WHAT IS BEING ASKED –
In the data that follows, every line containing the word "pixels" should be returned.
───── DATA TO USE
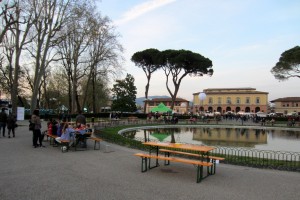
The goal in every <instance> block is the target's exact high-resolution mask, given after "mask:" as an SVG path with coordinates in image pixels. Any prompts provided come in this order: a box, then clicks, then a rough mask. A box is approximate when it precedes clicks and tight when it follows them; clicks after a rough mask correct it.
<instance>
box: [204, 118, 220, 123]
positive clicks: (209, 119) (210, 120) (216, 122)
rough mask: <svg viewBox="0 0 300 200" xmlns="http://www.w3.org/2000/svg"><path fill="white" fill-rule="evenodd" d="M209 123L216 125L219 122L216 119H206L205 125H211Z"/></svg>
mask: <svg viewBox="0 0 300 200" xmlns="http://www.w3.org/2000/svg"><path fill="white" fill-rule="evenodd" d="M211 122H215V123H216V124H218V123H219V120H217V119H206V123H207V124H209V123H211Z"/></svg>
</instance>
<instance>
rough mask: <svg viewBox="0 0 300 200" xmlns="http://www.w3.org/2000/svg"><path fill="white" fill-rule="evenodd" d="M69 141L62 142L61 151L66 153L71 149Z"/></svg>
mask: <svg viewBox="0 0 300 200" xmlns="http://www.w3.org/2000/svg"><path fill="white" fill-rule="evenodd" d="M64 147H66V149H64ZM69 148H70V147H69V142H62V143H61V152H62V153H65V152H68V151H69Z"/></svg>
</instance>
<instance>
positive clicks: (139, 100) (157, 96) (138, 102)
mask: <svg viewBox="0 0 300 200" xmlns="http://www.w3.org/2000/svg"><path fill="white" fill-rule="evenodd" d="M156 98H171V97H169V96H149V97H148V99H156ZM145 99H146V98H145V97H139V98H136V99H135V103H136V104H138V105H141V106H144V101H145Z"/></svg>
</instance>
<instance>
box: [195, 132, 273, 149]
mask: <svg viewBox="0 0 300 200" xmlns="http://www.w3.org/2000/svg"><path fill="white" fill-rule="evenodd" d="M193 140H197V141H202V142H203V143H204V144H205V145H213V146H214V145H218V146H234V147H255V145H257V144H266V143H267V135H266V134H263V130H258V129H256V130H255V129H245V128H236V129H233V128H226V129H224V128H199V129H197V130H196V131H194V132H193Z"/></svg>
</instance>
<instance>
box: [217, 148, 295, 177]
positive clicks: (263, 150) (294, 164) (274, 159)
mask: <svg viewBox="0 0 300 200" xmlns="http://www.w3.org/2000/svg"><path fill="white" fill-rule="evenodd" d="M213 154H214V155H218V156H221V157H224V158H225V161H224V163H230V164H236V165H243V166H251V167H258V168H270V169H278V170H287V171H298V172H300V152H287V151H267V150H258V149H246V148H230V147H216V149H215V150H214V151H213Z"/></svg>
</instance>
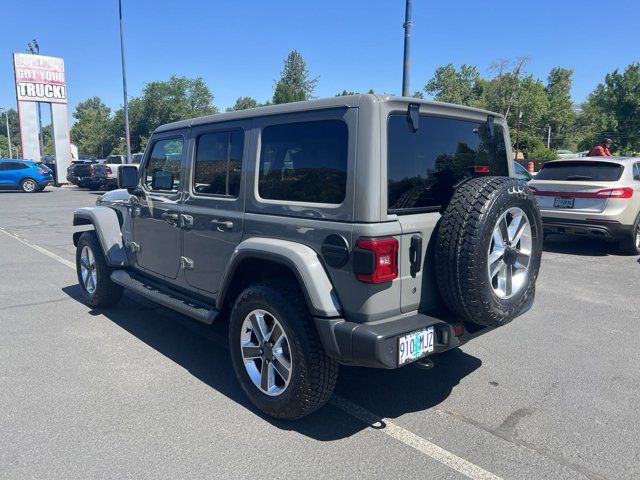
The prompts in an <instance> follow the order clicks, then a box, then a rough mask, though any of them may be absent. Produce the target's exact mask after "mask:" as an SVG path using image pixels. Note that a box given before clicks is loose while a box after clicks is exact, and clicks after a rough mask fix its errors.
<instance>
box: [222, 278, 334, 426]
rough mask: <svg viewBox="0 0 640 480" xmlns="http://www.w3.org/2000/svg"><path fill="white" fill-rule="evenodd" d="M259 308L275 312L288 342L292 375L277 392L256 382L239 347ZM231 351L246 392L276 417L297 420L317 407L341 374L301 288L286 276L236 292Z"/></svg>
mask: <svg viewBox="0 0 640 480" xmlns="http://www.w3.org/2000/svg"><path fill="white" fill-rule="evenodd" d="M256 309H262V310H266V311H268V312H270V313H271V314H273V315H274V316H275V317H276V318H277V319H278V321H279V323H280V324H281V325H282V328H283V330H284V332H285V334H286V336H287V339H288V341H289V346H290V354H291V360H292V373H291V379H290V381H289V385H288V386H287V387H286V389H285V390H284V391H283V392H282V393H280V394H279V395H277V396H270V395H267V394H266V393H263V392H262V391H260V389H258V388H257V387H256V385H254V383H253V381H252V380H251V378H250V377H249V374H248V373H247V369H246V368H245V366H244V362H243V358H242V353H241V350H240V341H241V330H242V325H243V323H244V320H245V318H246V317H247V316H248V315H249V313H251V312H252V311H253V310H256ZM229 350H230V352H231V360H232V363H233V368H234V370H235V372H236V376H237V378H238V381H239V382H240V385H241V386H242V389H243V390H244V392H245V393H246V394H247V397H248V398H249V400H250V401H251V403H253V404H254V405H255V406H256V407H257V408H258V409H260V410H261V411H263V412H264V413H266V414H267V415H269V416H271V417H274V418H279V419H286V420H295V419H298V418H301V417H304V416H306V415H308V414H310V413H312V412H314V411H316V410H318V409H319V408H320V407H322V406H323V405H324V404H325V403H326V402H327V401H328V400H329V398H330V397H331V394H332V393H333V389H334V388H335V385H336V381H337V379H338V363H337V362H336V361H335V360H334V359H332V358H330V357H329V356H327V354H326V353H325V351H324V349H323V347H322V343H321V342H320V338H319V336H318V333H317V331H316V329H315V326H314V324H313V318H312V317H311V315H310V313H309V309H308V308H307V305H306V302H305V300H304V298H303V295H302V292H301V291H300V289H299V287H298V286H297V285H296V284H294V283H293V282H290V281H288V280H268V281H263V282H259V283H255V284H253V285H250V286H249V287H248V288H247V289H246V290H244V291H243V292H242V293H241V294H240V295H239V296H238V298H237V299H236V301H235V303H234V306H233V310H232V311H231V319H230V323H229Z"/></svg>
──────────
RESULT OF THE TASK –
The goal in every <instance> block is the target's exact high-resolution mask, given after "mask:" as an SVG path with coordinates in image pixels. Any prompts provided come in this order: a box, then clicks, then a rough mask. A box is approximate when it precedes clicks and tight when it follows them; clicks after a rough mask correct it.
The prompts in an <instance> follow the order clicks, then a box, then a rough mask, though any of them may be absent. Produce the target's exact mask after "mask:" as an SVG path using image pixels. Note that a box given before clicks is loose while a box after clicks is exact, and clicks after a rough mask fix its errors.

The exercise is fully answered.